Excerpt provided Start Marker
Lily Meaning — Symbolism, Origins & Significance
Quick answer
The lily most commonly symbolises purity, resurrection, and divine beauty. White lilies are associated with the Virgin Mary and with Easter resurrection in Christian tradition. The tiger lily represents pride and passion. The yellow lily suggests thankfulness and desire in Victorian flower language, while the lotus-lily of Eastern traditions carries entirely different meanings of enlightenment and purity arising from mud.
| Aspect | Detail |
|---|---|
| Name | Lily |
| Category | plant, spiritual, christian, floral |
| Cultures | Christian, Egyptian, Greek, Chinese, Victorian |
| Core Meanings | purity, resurrection, the Virgin Mary, regality, renewal, death and rebirth |
| Sacred / Religious | Yes — treat with cultural respect |
The lily is one of the oldest and most continuously significant flowers in human symbolic history — a bloom whose physical beauty (the large, often white petals, the distinctive trumpet shape, the powerful fragrance) made it irresistible to symbolic imagination across cultures and millennia. From ancient Egyptian lotus-lily hybrids painted on tomb walls to the white Easter lily on the altar of the contemporary Christian church, from the fleur-de-lis of French royalty to the tiger lily of Victorian death symbolism, the lily has accumulated one of the richest and most varied symbolic portfolios of any flower. It is simultaneously a symbol of purity and of sexuality, of the Virgin Mary and of sensual love, of resurrection and of death — a flower whose meaning depends entirely on which lily you are speaking of, in which cultural context, and for whom. This page untangles the lily's complex symbolic history, distinguishing the white Annunciation lily from the Easter lily, the fleur-de-lis from the lotus-lily, and the tiger lily from the Peruvian lily, each with its distinct meanings and traditions.
What the Lily Represents
The lily family (Lilium and related genera) is extraordinarily diverse — there are approximately 100 species in the true Lilium genus alone, plus hundreds of hybrids, plus the closely related genera that popular usage calls 'lilies' (daylilies, calla lilies, water lilies/lotus). This botanical diversity corresponds to an equally diverse symbolic history in which the same word 'lily' can invoke radically different meanings depending on which flower is actually intended.
The white lily (Lilium candidum, the Madonna lily) is the symbolic starting point for most Western lily symbolism. Its pure white petals, its spring flowering, and its powerful sweet fragrance made it the perfect emblem of purity in multiple ancient Mediterranean cultures before Christianity adapted it as the flower most appropriate to the Virgin Mary. In Christian iconography, the white lily appears in Annunciation paintings — the moment when the angel Gabriel announces to Mary that she will conceive the son of God — as a symbol of Mary's purity and of the miracle's spiritual character. Gabriel often carries a lily or has a lily vase beside him; Mary's gesture of reception is framed by lily petals. This image, painted by virtually every major artist of the Renaissance and medieval period, made the white lily the most visually familiar flower in Western sacred art.
Excerpt provided End Marker
Provided material Start Marker
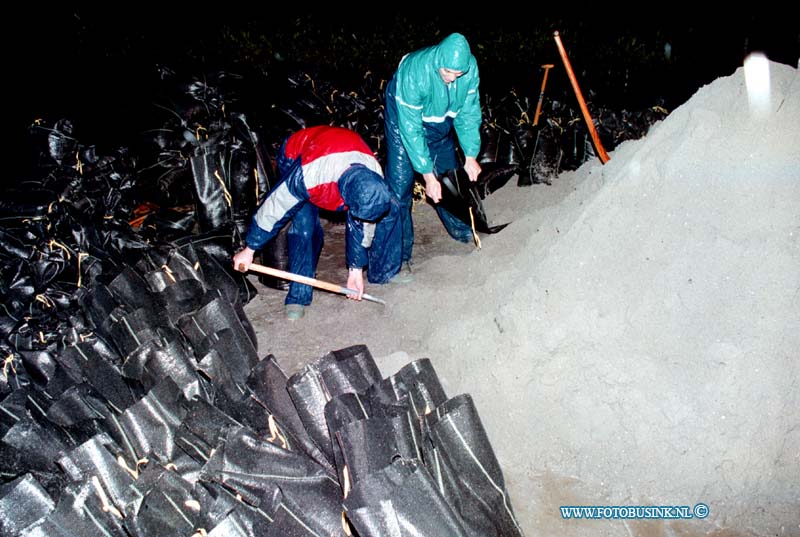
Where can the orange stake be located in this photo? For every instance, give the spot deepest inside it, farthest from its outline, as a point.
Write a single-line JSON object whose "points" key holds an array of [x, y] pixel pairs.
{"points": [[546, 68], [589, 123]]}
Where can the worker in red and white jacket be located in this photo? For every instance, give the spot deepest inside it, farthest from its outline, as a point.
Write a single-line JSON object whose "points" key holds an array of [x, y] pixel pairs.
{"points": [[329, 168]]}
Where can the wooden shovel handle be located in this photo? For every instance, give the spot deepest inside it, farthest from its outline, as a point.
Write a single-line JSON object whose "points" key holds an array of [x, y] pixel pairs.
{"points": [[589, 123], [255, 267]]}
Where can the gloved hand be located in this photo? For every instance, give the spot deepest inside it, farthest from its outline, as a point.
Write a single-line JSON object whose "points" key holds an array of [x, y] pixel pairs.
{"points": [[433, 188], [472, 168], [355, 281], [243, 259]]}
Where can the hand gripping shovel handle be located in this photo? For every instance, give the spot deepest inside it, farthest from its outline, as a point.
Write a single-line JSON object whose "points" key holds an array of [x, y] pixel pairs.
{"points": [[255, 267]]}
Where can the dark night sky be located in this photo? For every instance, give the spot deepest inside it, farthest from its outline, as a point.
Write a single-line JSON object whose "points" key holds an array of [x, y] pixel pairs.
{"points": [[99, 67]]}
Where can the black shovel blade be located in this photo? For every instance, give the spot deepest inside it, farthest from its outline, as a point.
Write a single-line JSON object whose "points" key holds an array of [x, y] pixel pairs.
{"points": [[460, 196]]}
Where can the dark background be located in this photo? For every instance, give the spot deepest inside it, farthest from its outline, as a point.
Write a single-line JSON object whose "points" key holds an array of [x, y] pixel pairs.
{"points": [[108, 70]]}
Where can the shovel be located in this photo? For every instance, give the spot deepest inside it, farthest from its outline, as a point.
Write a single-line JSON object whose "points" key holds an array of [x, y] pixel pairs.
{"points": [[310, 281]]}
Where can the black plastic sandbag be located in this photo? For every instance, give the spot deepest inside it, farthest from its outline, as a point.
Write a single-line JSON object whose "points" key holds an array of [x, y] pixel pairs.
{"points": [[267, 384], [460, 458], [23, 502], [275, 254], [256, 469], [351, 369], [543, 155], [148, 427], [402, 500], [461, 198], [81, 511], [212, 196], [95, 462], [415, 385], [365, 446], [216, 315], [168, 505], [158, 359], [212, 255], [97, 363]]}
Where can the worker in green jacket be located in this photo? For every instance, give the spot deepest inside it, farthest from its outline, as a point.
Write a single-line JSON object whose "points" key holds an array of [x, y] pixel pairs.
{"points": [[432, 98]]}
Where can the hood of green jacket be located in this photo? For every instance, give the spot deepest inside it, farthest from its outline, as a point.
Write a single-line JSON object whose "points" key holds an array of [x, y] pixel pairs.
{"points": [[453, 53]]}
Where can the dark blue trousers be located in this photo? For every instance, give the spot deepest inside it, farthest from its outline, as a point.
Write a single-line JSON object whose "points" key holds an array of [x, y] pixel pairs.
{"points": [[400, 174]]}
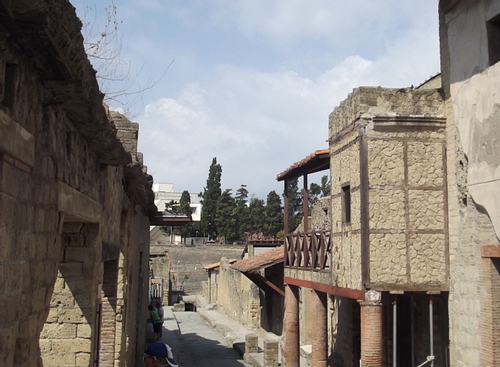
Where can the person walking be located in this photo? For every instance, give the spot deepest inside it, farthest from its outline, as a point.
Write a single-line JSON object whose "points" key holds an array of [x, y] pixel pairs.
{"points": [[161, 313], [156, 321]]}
Provided material End Marker
Provided material Start Marker
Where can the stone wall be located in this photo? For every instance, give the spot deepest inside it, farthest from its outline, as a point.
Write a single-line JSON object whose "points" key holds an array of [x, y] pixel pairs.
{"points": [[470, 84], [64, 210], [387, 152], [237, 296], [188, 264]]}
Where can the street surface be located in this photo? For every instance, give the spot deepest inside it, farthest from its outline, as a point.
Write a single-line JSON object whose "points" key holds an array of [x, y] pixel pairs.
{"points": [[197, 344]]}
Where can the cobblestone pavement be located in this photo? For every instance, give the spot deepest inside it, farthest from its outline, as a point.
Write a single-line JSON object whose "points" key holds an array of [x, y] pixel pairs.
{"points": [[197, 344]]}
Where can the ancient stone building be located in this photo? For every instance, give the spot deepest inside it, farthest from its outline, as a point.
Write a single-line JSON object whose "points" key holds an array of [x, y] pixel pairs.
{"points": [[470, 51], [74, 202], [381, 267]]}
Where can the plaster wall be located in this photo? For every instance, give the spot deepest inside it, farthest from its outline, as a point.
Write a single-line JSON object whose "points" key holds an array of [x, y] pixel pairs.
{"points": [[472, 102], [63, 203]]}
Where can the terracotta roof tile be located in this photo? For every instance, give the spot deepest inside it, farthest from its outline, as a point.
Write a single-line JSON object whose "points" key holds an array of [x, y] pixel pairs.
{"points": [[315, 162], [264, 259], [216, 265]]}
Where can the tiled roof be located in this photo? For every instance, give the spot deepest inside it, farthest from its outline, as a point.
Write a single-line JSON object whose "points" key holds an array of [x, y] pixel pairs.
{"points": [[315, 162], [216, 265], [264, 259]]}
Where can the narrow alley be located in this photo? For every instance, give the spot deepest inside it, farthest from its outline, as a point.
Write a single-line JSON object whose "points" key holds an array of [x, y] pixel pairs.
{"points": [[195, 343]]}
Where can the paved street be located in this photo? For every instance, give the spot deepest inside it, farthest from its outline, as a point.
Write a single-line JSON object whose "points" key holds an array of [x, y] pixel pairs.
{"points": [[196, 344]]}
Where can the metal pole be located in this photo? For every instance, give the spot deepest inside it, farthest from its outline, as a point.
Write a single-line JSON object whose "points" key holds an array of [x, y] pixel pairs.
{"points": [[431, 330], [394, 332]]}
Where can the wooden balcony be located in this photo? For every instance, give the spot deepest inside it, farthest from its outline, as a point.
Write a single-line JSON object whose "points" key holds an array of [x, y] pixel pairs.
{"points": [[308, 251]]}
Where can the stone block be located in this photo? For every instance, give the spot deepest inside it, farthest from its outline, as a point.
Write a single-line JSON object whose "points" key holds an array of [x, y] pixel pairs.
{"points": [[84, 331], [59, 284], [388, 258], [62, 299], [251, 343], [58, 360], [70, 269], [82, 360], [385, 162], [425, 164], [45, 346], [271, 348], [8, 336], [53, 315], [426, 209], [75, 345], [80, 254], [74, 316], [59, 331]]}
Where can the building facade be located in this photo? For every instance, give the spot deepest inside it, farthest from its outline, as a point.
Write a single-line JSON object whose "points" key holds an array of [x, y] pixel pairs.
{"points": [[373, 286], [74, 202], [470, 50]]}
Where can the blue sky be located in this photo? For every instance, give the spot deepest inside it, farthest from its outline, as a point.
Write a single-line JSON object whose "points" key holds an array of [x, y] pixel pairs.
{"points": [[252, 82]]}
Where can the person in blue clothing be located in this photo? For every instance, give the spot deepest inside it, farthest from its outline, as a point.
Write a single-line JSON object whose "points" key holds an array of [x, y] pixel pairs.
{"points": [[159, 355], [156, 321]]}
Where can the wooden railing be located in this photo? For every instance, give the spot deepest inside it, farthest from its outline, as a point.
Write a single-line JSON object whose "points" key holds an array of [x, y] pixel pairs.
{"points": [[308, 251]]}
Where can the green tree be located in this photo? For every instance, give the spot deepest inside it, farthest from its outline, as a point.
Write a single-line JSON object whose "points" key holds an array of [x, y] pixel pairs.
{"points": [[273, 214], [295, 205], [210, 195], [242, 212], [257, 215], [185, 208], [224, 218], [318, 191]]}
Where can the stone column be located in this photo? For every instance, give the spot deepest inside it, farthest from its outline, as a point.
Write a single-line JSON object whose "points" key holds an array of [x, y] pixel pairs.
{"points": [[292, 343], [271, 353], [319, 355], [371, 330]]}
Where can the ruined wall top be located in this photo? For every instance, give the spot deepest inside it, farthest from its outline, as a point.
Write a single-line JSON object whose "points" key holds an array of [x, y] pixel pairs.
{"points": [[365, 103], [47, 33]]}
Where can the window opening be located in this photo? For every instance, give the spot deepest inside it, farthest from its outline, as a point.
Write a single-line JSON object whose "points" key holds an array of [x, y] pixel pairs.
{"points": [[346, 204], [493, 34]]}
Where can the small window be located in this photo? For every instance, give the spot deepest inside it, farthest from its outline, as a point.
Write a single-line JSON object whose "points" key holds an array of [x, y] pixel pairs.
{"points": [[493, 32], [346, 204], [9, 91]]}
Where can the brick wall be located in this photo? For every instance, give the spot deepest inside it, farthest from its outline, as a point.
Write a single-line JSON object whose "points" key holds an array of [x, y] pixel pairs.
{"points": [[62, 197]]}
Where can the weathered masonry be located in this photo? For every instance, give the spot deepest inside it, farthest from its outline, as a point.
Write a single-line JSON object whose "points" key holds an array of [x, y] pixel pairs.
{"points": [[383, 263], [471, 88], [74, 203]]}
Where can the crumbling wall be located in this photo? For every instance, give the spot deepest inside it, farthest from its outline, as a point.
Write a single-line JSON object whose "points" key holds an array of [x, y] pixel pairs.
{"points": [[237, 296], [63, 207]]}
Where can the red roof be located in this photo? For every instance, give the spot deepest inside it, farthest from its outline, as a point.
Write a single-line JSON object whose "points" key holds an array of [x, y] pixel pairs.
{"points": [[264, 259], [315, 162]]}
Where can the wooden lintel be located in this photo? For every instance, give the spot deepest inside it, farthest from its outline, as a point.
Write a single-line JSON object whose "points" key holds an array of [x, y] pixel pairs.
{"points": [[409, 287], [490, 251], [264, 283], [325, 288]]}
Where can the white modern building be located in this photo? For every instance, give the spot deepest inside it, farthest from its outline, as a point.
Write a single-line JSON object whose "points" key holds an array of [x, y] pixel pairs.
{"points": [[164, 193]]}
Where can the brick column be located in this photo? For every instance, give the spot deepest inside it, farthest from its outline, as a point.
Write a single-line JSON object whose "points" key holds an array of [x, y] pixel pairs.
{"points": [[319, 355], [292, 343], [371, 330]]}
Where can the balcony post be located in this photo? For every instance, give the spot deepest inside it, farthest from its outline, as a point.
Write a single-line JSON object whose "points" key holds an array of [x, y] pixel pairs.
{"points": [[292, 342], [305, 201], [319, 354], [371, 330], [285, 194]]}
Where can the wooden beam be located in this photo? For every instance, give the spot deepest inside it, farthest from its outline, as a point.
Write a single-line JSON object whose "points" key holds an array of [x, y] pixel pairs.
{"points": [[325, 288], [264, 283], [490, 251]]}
Provided material End Marker
_Activity A:_
According to the lily article, approximately how many species does the true Lilium genus contain?
_Activity B:_
Using the reasons given in the lily article, explain in one to three sentences why the white lily became an emblem of purity.
_Activity C:_
Continue the lily article after its final sentence.
The rows are not needed for any of this work.

_Final answer A:_
The true Lilium genus contains approximately 100 species.

_Final answer B:_
The white lily, or Madonna lily, became an emblem of purity because of its pure white petals, its spring flowering, and its powerful sweet fragrance. These qualities made it the perfect purity symbol in several ancient Mediterranean cultures before Christianity adopted it as the flower most fitting for the Virgin Mary.

_Final answer C:_
The Easter lily (Lilium longiflorum, a distinct species from the Madonna lily) acquired its resurrection symbolism through a combination of its spring flowering time and its white trumpet shape — both understood as fitting signals of the resurrection event that Christianity celebrates at Easter. The Eastern trompet shape, opening wide like a fanfare, was read as announcing good news. The flowers that wither after a single spectacular blooming and then apparently die, only to regrow vigorously from the same bulb the following spring, make the lily a natural resurrection metaphor quite apart from any deliberate symbolic assignment.
The fleur-de-lis — the stylised three-petalled lily that is one of heraldry's most important symbols — has an uncertain botanical identity. Some scholars argue it represents a true lily; others identify it as an iris; others suggest it may derive from the shape of a bee or from a non-botanical royal emblem entirely. What is certain is that the French royal family adopted it as their symbol by at least the 12th century, and it has been associated with French royalty and subsequently with French national identity ever since. The fleur-de-lis appears on the arms of French-influenced states and territories across the world — Louisiana, Quebec, Florence — creating one of the widest geographic distributions of any flower symbol.
In Victorian flower language (the coded communication system of floriography), different lily species carried specific messages. White lilies communicated purity and modesty. Yellow lilies suggested falsehood or gaiety. Orange tiger lilies were associated with wealth and pride (and also with aggressive, provocative attitudes — 'tiger lily' could be said to a bold woman). The complexity of Victorian lily meanings reflects the flower's general symbolic richness: a flower associated simultaneously with purity and with passionate beauty was a natural vehicle for the nuanced communications that Victorian social constraints required flowers to carry.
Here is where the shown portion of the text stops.